Task goal:
Search the entries below for "Class, indicate each instance of the green metal". Give that line and all the lines after it again, exactly, through the last, without pictures.
Entries provided: Begin
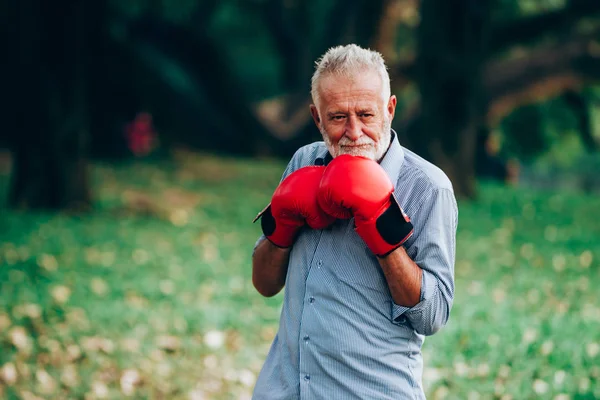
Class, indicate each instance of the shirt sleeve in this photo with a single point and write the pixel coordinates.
(434, 251)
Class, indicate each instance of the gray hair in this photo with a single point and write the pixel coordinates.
(348, 61)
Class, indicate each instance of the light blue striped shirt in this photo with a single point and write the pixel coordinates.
(340, 335)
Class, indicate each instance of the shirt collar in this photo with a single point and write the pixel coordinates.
(391, 163)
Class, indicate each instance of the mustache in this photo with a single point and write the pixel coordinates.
(363, 140)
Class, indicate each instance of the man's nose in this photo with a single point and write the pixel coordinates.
(353, 128)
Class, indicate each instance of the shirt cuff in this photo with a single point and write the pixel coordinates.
(428, 288)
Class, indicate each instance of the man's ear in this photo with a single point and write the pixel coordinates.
(392, 106)
(315, 114)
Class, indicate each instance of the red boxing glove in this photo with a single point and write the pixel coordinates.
(293, 205)
(357, 186)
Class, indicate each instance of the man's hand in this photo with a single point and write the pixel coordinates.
(293, 205)
(359, 187)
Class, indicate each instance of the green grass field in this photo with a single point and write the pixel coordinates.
(150, 296)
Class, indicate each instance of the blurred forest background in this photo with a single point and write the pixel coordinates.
(141, 137)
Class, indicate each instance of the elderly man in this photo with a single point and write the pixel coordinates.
(361, 232)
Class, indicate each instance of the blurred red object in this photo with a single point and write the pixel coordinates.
(141, 136)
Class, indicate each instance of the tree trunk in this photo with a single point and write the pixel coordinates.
(451, 43)
(50, 126)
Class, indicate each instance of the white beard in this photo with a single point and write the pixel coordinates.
(368, 147)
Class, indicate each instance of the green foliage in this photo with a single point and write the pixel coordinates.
(150, 296)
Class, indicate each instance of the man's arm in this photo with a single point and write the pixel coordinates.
(269, 268)
(433, 253)
(403, 277)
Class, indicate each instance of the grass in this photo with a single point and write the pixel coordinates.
(150, 296)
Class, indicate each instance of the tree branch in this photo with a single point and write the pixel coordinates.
(540, 74)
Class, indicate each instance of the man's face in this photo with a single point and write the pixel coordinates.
(352, 115)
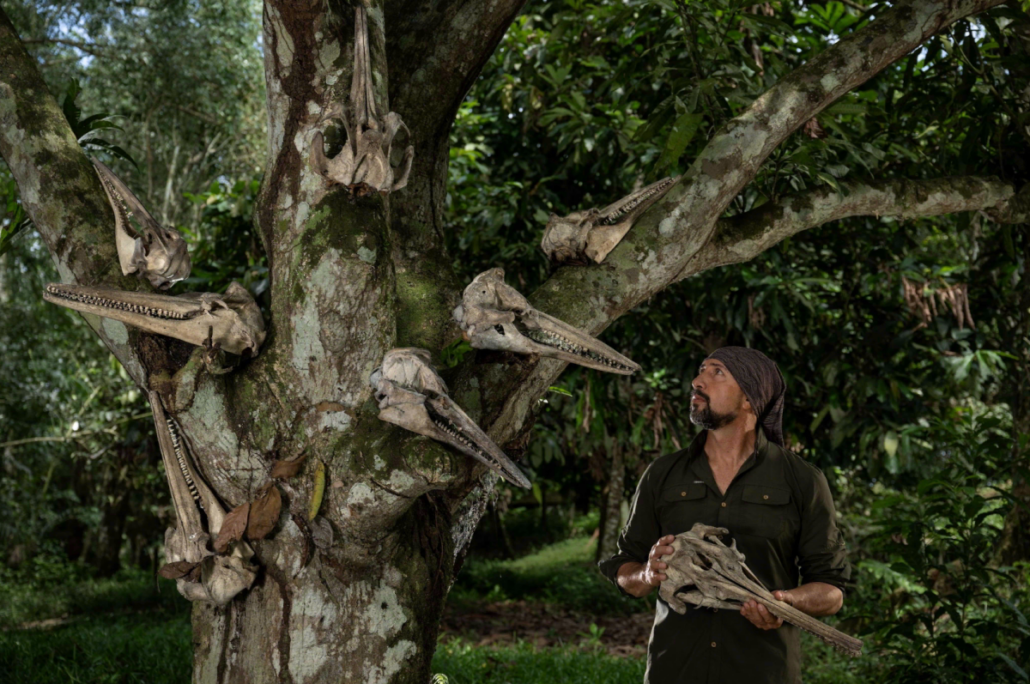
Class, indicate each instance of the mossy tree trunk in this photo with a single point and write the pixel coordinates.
(351, 278)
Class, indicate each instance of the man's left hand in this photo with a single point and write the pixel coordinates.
(760, 616)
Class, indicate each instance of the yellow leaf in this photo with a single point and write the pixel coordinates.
(319, 490)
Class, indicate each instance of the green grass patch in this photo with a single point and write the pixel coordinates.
(146, 648)
(522, 663)
(129, 590)
(562, 573)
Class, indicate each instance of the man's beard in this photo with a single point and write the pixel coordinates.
(707, 418)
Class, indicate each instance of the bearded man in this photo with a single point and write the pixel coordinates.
(737, 475)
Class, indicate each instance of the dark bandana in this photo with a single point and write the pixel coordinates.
(762, 384)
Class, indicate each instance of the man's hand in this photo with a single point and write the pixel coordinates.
(760, 616)
(652, 571)
(641, 579)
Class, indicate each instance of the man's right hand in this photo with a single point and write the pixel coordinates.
(641, 579)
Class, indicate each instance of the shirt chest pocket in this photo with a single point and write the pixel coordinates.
(765, 511)
(680, 506)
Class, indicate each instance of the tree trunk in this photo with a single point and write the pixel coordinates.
(609, 538)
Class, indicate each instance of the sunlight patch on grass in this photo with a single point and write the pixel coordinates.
(522, 663)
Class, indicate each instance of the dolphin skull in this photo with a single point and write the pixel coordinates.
(231, 321)
(495, 316)
(199, 517)
(412, 396)
(593, 233)
(144, 246)
(367, 160)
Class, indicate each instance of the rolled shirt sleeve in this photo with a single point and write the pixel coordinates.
(641, 532)
(821, 553)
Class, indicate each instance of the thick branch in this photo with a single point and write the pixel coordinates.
(664, 240)
(91, 48)
(744, 237)
(58, 185)
(435, 52)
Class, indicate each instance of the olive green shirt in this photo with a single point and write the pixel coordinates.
(780, 511)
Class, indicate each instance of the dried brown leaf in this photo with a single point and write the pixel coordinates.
(287, 469)
(264, 514)
(233, 527)
(174, 571)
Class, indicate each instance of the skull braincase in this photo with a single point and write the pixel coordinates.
(152, 251)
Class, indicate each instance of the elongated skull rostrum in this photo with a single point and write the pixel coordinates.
(199, 516)
(593, 233)
(231, 321)
(412, 396)
(496, 316)
(706, 573)
(368, 159)
(144, 246)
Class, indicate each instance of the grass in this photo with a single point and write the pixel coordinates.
(23, 602)
(151, 648)
(521, 663)
(128, 630)
(563, 573)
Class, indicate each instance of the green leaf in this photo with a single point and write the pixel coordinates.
(683, 132)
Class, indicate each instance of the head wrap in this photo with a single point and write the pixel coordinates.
(762, 384)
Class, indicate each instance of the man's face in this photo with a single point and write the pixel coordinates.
(716, 400)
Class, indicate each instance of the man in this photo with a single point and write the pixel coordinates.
(737, 475)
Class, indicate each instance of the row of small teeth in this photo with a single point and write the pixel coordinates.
(558, 342)
(636, 202)
(456, 434)
(111, 304)
(181, 457)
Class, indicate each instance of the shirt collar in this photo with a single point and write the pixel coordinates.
(695, 453)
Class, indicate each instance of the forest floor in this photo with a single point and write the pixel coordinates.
(503, 622)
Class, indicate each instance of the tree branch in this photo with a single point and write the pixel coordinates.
(744, 237)
(59, 189)
(665, 238)
(91, 48)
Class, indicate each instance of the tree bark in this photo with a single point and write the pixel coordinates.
(351, 278)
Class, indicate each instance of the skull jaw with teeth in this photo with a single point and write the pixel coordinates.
(199, 517)
(367, 162)
(231, 321)
(495, 316)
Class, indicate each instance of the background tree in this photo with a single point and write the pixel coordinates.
(350, 280)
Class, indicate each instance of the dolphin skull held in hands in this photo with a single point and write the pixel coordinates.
(231, 321)
(706, 573)
(412, 396)
(593, 233)
(495, 316)
(210, 578)
(367, 159)
(144, 246)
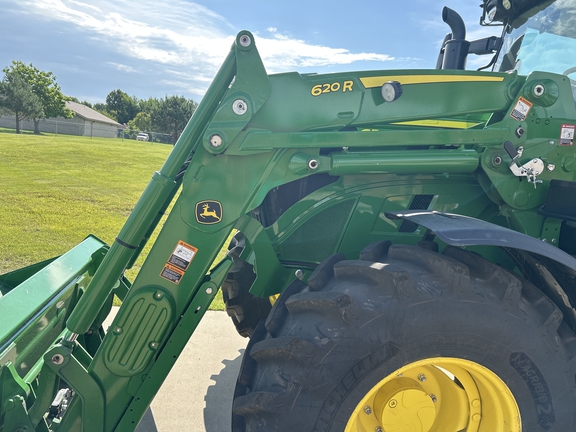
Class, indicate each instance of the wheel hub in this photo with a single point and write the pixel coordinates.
(438, 394)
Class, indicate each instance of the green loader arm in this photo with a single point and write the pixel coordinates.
(253, 134)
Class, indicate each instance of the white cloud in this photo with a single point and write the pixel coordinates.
(122, 67)
(183, 35)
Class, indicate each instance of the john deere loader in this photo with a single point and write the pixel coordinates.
(403, 258)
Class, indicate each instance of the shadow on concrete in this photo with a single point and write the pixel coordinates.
(219, 397)
(147, 424)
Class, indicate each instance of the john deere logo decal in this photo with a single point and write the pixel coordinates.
(208, 212)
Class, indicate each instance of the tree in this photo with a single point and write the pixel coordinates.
(103, 109)
(142, 122)
(172, 114)
(45, 87)
(124, 106)
(17, 97)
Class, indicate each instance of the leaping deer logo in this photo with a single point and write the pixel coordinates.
(209, 215)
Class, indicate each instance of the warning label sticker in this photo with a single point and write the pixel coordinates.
(182, 255)
(178, 262)
(172, 273)
(567, 135)
(521, 110)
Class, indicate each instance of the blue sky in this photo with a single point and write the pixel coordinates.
(157, 48)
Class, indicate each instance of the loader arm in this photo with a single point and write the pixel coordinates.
(251, 135)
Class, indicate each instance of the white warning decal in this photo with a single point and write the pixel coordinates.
(567, 135)
(521, 110)
(178, 262)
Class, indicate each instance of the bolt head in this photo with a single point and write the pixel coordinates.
(539, 90)
(313, 164)
(215, 141)
(239, 107)
(245, 40)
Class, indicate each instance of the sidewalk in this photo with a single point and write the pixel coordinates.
(197, 394)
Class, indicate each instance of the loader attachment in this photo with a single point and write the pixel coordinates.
(34, 306)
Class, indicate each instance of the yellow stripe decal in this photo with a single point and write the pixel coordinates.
(453, 124)
(371, 82)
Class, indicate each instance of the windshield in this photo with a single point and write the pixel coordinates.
(546, 42)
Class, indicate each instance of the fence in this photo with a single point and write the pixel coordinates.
(81, 127)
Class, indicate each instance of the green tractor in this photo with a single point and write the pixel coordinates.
(403, 258)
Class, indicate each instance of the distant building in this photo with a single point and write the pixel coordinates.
(86, 122)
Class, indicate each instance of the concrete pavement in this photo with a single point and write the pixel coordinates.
(197, 394)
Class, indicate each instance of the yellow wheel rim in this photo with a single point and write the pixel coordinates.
(436, 395)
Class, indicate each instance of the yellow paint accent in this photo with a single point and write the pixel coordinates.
(371, 82)
(453, 124)
(423, 396)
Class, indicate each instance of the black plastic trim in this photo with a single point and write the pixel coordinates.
(458, 230)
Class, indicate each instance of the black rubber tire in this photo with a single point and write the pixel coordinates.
(245, 309)
(325, 345)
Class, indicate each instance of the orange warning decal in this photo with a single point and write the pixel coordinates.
(171, 273)
(178, 262)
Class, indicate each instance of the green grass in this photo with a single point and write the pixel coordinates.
(55, 190)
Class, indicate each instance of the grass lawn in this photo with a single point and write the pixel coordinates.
(55, 190)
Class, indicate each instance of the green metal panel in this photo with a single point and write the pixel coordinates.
(441, 140)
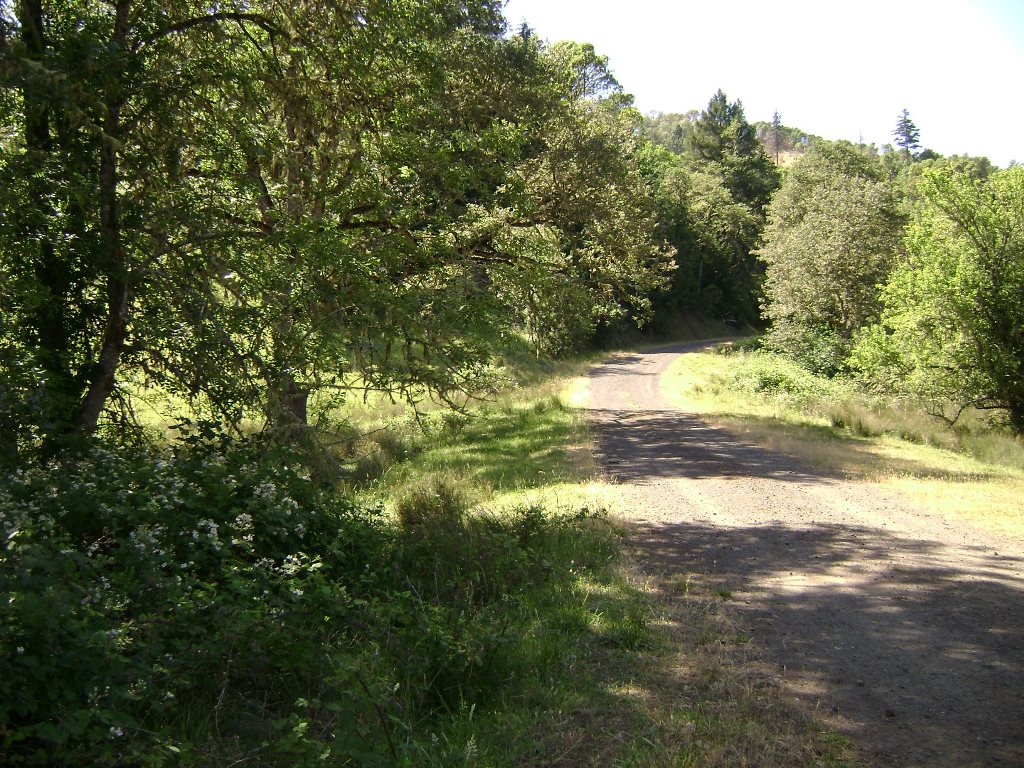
Entries provided: End
Answer space:
Class, indicate each instance of the green metal panel in this photo with a single point and write the pixel coordinates.
(441, 140)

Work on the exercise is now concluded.